[start]
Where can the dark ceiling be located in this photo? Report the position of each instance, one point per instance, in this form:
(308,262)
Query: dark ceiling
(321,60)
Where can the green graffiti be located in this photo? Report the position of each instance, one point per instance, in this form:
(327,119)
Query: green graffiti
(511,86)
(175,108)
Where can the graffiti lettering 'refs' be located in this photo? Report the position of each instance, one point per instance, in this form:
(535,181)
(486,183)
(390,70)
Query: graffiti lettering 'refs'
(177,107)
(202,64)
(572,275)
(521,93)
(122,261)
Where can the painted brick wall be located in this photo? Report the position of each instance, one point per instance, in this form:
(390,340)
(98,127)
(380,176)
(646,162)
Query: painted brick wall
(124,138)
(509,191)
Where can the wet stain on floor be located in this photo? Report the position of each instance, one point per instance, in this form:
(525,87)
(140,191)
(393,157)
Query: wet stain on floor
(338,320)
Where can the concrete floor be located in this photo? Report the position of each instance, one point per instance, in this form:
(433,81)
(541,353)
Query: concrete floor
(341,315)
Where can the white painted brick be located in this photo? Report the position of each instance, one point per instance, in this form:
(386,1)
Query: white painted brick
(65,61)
[end]
- **Required work**: Rewrite the stretch from the line containing "Where can the white" through the end of the items as a JSON list of strings, one string per line, with blank lines omitted.

- **The reply**:
[
  "Where can the white painted brick be located in this photo? Report the position of each instance, one point per instance, in this form:",
  "(386,1)",
  "Query: white painted brick",
  "(65,61)"
]